> [TASK REQUIREMENTS]: Reproduce the rows below verbatim, from the very first line down to and including the line that contains "[(89, 168)]".

__________________________________________________

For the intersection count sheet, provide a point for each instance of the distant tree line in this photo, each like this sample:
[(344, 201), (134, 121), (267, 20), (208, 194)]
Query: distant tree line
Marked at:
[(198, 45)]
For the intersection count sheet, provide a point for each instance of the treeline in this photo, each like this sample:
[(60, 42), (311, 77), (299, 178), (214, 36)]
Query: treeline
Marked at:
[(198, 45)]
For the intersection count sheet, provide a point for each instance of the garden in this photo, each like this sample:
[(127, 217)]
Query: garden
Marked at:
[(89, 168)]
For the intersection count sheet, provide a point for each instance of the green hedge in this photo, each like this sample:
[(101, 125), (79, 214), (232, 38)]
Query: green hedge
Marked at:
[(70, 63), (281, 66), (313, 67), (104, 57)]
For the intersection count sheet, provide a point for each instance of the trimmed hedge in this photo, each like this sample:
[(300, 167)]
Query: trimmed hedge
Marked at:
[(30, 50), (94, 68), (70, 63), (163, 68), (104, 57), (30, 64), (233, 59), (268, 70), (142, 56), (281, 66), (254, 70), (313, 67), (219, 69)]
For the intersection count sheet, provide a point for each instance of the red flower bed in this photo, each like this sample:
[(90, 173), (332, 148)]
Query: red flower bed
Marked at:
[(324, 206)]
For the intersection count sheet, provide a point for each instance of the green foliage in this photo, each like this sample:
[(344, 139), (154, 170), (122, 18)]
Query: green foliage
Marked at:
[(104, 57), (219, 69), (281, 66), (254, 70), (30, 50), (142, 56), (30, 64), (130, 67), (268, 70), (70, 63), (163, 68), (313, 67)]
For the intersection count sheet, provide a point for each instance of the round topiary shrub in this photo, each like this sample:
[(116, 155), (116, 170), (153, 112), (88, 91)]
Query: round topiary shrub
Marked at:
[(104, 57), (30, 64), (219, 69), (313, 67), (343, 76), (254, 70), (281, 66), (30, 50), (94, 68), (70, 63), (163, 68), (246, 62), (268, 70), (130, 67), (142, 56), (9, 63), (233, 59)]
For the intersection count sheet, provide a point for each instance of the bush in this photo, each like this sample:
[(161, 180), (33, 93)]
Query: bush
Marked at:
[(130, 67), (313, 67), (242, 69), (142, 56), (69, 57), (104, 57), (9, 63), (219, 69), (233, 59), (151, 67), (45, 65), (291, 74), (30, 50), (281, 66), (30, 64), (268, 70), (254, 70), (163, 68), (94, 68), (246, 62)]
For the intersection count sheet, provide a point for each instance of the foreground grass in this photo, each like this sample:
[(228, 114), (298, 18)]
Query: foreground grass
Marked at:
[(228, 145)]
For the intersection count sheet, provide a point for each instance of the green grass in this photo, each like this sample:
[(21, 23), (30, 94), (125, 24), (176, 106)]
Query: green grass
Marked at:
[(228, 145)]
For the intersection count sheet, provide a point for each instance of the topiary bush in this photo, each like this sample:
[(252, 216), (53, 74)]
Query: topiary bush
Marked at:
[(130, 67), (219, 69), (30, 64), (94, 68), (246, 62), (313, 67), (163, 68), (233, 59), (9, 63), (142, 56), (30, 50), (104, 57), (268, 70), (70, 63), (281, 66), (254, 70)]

__________________________________________________

> [WRITTEN ANSWER]:
For the intersection count sheet, provide a point for each instance of the distant tree line in this photo, each like this sample:
[(344, 201), (134, 121), (267, 20), (208, 194)]
Query: distant tree line
Marked at:
[(198, 45)]
For the intersection count sheet, provide a point for each instance of the treeline in this photo, each like this sample:
[(60, 42), (311, 77), (299, 178), (214, 36)]
Query: treeline
Marked at:
[(198, 45)]
For the intersection count sheet, provide a point for each instance of the garden in this photo, each like this sample:
[(127, 217)]
Query: garden
Marked at:
[(89, 168)]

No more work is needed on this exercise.